The records:
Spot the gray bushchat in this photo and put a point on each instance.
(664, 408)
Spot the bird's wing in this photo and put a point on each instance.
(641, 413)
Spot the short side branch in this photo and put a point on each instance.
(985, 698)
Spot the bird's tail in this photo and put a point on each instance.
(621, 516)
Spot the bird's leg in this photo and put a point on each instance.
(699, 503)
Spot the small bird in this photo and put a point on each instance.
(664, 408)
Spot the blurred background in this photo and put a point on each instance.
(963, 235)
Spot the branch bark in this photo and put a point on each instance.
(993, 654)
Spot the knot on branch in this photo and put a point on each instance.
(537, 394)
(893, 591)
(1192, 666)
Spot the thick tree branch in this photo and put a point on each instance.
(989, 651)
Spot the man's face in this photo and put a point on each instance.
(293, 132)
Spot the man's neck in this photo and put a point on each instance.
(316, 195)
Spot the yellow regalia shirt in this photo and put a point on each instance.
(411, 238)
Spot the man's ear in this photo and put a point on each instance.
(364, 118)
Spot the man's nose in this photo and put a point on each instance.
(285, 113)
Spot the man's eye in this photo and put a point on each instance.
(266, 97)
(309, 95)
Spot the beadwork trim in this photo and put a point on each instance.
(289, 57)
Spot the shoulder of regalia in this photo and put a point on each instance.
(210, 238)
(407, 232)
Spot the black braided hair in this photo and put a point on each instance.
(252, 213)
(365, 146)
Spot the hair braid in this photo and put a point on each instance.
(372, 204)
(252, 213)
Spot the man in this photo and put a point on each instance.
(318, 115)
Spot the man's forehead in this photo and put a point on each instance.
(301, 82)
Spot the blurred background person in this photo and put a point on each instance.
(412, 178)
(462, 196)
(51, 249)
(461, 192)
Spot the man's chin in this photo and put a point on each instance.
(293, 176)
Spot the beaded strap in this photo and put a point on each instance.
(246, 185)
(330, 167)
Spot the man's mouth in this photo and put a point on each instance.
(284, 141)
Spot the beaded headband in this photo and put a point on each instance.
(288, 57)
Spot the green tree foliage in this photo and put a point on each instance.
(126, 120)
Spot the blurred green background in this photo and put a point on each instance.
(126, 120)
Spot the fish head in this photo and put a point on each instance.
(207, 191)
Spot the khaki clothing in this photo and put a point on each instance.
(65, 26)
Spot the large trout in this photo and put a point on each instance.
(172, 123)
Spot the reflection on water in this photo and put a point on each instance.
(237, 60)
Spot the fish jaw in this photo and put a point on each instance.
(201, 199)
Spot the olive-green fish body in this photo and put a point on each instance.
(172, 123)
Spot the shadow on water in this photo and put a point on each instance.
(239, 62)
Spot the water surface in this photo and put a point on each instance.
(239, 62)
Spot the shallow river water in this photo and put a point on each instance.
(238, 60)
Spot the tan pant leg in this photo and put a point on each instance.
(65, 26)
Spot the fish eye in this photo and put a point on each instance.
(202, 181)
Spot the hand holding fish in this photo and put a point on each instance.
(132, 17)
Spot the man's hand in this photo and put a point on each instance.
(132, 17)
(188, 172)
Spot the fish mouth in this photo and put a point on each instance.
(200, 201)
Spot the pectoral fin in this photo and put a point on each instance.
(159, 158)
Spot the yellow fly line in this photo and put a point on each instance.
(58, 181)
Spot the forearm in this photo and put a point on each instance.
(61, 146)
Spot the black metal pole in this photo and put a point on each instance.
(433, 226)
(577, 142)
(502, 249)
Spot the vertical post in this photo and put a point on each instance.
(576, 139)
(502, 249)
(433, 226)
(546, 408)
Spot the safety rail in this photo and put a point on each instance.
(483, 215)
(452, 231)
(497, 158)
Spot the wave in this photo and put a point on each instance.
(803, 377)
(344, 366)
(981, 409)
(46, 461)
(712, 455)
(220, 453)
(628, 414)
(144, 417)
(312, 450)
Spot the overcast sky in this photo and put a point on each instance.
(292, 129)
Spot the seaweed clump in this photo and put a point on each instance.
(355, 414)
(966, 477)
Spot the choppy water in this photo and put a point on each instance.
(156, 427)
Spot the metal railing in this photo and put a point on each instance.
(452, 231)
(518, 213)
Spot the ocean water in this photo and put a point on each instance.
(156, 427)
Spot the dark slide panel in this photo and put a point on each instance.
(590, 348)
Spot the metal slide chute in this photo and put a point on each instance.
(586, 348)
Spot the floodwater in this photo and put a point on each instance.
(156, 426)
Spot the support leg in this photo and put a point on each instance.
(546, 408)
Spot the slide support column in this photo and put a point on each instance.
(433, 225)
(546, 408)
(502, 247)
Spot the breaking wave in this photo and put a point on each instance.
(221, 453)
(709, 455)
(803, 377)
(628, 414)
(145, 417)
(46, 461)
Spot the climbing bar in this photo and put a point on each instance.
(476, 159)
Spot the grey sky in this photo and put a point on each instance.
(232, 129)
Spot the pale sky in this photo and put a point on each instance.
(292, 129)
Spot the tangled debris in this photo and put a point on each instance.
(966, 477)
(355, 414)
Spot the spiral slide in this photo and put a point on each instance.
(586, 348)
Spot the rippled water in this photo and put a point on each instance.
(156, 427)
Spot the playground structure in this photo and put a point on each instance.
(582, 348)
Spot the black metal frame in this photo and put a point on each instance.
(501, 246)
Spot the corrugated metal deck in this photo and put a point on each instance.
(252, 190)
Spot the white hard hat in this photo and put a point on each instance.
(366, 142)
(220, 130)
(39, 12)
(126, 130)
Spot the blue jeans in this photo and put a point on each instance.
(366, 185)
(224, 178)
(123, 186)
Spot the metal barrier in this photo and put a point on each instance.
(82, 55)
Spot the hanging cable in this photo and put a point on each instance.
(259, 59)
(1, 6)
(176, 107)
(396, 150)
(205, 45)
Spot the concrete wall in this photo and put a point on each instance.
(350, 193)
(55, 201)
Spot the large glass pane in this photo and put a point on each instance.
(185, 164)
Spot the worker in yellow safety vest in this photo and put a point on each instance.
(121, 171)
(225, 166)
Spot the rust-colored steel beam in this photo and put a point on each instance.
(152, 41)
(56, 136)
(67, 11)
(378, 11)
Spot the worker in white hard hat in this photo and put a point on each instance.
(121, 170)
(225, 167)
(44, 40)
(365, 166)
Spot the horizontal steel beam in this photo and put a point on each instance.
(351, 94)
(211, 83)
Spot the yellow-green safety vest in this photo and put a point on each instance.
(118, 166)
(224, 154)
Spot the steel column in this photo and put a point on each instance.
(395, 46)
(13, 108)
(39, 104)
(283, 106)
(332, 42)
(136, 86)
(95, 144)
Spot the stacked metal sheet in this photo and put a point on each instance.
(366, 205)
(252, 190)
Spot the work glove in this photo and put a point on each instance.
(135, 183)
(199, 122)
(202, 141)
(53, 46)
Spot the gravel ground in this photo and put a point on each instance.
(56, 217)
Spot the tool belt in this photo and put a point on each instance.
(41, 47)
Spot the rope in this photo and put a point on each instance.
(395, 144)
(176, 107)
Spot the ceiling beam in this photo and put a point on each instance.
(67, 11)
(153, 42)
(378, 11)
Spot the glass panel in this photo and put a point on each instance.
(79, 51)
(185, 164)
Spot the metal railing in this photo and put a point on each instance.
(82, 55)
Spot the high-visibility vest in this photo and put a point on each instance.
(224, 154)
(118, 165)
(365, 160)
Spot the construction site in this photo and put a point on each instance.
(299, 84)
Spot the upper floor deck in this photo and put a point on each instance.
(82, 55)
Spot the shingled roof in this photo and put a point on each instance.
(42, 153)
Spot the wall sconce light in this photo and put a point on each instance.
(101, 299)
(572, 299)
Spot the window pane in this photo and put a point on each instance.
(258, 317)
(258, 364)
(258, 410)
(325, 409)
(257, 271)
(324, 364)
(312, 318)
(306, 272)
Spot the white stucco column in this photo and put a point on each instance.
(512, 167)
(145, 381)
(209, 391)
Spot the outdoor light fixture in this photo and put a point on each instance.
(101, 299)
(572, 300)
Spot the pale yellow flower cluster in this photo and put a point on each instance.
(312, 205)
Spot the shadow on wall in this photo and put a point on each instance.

Directions:
Take every line from the one containing "Spot the steel" to the end of the listing and output it exactly, with nothing else.

Response:
Spot the steel column in this photo and put a point on each instance.
(395, 46)
(13, 108)
(39, 104)
(283, 106)
(332, 42)
(136, 86)
(95, 144)
Spot the stacked metal sheet in this photo and put a point on each instance.
(366, 205)
(252, 190)
Spot the work glove in this photo and put a point on each instance.
(135, 183)
(199, 122)
(202, 141)
(53, 46)
Spot the gravel ground in this photo and put a point on each instance.
(56, 217)
Spot the tool belt in this photo and put a point on each instance.
(41, 47)
Spot the rope in this photo and put a point on each instance.
(395, 144)
(176, 107)
Spot the ceiling beam in this photo and put a point on each instance.
(67, 11)
(153, 42)
(378, 11)
Spot the glass panel in this photo and put a point on each instance.
(79, 51)
(185, 164)
Spot the metal railing in this photo and put a point on each instance.
(82, 55)
Spot the high-visibility vest in this photo and put a point on each instance.
(224, 154)
(118, 165)
(365, 160)
Spot the construction site in this photo and put a point on each instance.
(299, 84)
Spot the upper floor deck in this photo and put a point on each instance.
(82, 55)
Spot the shingled roof in this photo and put a point on each instance.
(42, 153)
Spot the wall sconce light in this photo and put a point on each instance.
(101, 299)
(572, 299)
Spot the window pane in this photo and put a point on each instance.
(258, 317)
(258, 364)
(258, 410)
(325, 409)
(257, 271)
(324, 364)
(312, 318)
(306, 272)
Spot the white stucco column in this photo and put a point on each instance.
(512, 167)
(145, 381)
(209, 391)
Spot the outdoor light fixture in this photo and put a point on each instance.
(101, 299)
(572, 300)
Spot the pale yellow flower cluster in this photo and put a point on each instance.
(312, 205)
Spot the shadow on wall in this photo and put a point on each instance.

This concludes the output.